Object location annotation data
* BEGIN *

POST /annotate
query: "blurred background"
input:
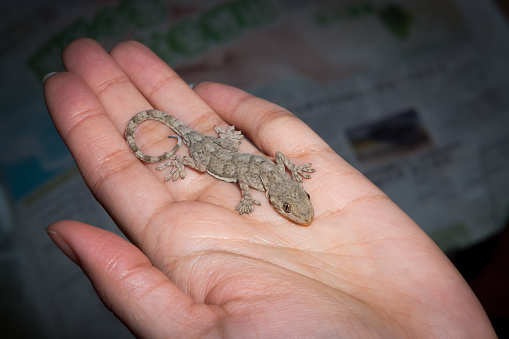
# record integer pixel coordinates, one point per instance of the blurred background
(413, 93)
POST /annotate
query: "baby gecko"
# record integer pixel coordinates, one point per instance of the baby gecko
(220, 157)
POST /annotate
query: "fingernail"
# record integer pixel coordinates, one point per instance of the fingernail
(63, 246)
(48, 75)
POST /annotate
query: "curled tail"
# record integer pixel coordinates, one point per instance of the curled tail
(176, 125)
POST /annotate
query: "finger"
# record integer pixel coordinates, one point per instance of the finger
(271, 127)
(139, 294)
(103, 158)
(164, 88)
(116, 93)
(119, 97)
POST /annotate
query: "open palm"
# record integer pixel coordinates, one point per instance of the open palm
(196, 267)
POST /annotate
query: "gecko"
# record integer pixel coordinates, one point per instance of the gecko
(220, 157)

* END *

[What you need to do] Make an exact copy of the data, leaving its pictures out.

[Exercise result]
POST /annotate
query: "blurred background"
input:
# record integer pixel coordinates, one point per instance of the blurred background
(413, 93)
POST /annotate
query: "baby gecko"
# record integer pixel coordinates, one point per instance of the baby gecko
(220, 157)
POST /annotate
query: "fingernail"
# record integer pixel coordinates, one point per instance of the fingernail
(63, 246)
(48, 75)
POST /annotate
query: "curled tail"
# record integer pixel coordinates, one point per instance of the curled tail
(176, 125)
POST /annotate
query: "finger"
# record integer pixel coordinates, one point per instance of the finger
(271, 127)
(139, 294)
(103, 158)
(164, 88)
(116, 93)
(119, 97)
POST /annotate
query: "open palm"
# record integer pixel coordinates, one point per instance of the open palm
(196, 267)
POST /annotate
query: "gecko"
# record integer pixel coordinates, one point per instance of the gecko
(220, 157)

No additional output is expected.